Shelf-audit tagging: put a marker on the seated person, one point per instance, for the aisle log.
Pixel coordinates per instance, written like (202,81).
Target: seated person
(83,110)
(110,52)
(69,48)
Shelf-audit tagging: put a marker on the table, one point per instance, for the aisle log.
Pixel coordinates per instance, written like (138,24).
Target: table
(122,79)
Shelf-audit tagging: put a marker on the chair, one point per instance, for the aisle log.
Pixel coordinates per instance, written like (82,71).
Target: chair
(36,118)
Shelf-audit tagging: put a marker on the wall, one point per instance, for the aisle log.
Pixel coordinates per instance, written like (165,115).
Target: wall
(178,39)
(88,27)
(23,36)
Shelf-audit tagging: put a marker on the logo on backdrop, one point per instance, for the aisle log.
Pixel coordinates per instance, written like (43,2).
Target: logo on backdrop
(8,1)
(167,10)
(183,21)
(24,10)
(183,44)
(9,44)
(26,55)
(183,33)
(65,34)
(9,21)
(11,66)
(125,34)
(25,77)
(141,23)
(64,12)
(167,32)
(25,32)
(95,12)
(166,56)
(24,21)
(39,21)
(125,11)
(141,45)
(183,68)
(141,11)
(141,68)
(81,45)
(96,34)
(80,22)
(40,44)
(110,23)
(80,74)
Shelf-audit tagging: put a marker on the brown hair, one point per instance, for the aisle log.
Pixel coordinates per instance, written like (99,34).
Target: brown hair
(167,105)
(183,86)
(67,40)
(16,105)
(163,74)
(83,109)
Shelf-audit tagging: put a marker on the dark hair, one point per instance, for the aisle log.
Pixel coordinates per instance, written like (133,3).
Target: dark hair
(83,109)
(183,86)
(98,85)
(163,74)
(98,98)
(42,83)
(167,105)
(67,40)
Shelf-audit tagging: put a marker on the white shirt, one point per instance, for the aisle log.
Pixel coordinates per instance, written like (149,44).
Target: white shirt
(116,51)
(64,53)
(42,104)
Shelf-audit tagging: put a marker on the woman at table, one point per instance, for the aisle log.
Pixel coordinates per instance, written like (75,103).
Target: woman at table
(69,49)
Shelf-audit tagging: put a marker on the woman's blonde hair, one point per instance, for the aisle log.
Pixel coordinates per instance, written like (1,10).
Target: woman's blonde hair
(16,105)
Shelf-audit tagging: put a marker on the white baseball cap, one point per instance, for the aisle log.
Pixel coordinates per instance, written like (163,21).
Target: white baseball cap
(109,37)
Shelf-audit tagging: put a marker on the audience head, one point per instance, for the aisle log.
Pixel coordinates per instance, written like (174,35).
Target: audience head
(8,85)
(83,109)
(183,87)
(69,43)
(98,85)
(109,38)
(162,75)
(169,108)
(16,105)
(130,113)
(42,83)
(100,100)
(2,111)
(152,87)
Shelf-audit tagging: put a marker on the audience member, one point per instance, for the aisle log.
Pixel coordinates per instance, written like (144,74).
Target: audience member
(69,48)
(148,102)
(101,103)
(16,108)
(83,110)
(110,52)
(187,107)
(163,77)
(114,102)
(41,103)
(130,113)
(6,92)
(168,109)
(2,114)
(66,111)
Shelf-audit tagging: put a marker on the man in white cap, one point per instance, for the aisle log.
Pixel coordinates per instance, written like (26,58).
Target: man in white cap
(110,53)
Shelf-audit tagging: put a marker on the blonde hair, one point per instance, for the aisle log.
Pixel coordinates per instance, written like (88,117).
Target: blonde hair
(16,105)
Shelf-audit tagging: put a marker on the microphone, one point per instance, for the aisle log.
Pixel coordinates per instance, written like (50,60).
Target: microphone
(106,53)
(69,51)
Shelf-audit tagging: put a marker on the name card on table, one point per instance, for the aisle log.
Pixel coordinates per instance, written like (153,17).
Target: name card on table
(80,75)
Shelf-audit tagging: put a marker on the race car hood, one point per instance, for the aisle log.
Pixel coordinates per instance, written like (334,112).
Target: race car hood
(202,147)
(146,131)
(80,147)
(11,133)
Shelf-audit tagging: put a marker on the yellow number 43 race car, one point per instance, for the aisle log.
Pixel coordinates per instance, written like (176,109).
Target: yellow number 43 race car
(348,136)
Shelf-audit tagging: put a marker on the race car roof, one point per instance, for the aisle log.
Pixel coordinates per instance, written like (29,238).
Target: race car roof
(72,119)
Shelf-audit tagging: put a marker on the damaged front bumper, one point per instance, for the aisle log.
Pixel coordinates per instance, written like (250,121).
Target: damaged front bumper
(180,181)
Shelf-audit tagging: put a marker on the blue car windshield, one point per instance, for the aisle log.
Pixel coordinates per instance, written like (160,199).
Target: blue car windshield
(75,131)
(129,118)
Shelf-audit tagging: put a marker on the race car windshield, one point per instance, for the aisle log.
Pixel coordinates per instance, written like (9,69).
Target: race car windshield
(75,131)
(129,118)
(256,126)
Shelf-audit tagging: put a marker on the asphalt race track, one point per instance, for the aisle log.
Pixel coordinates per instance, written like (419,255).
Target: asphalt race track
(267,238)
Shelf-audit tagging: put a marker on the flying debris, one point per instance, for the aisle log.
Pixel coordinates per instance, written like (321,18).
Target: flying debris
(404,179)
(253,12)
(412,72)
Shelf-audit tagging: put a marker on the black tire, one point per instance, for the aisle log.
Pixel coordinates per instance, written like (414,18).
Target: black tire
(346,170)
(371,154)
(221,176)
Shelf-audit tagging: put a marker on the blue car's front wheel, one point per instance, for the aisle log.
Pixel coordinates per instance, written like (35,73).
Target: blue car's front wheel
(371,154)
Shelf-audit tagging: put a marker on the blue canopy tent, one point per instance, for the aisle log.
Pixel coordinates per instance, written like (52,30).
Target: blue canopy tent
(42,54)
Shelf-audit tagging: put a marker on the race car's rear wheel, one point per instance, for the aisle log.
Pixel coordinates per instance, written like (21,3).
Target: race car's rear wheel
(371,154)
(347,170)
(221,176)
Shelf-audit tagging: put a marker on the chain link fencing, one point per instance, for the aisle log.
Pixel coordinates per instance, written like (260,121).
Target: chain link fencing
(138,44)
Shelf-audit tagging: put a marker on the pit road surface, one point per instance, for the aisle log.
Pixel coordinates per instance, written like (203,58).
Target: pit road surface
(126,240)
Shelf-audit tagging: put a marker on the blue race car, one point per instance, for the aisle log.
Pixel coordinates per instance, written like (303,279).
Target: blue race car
========
§ REQUIREMENT
Rewrite the lines from the one containing "Shelf-audit tagging: put a marker on the blue race" through the end of the records, inclusive, swapping "blue" for "red" and changing nothing else.

§ EXPECTED OUTPUT
Shelf-audit tagging: put a marker on the red race car, one point per instance, for the aisle log.
Pixel coordinates per instance, written like (303,279).
Target: red race car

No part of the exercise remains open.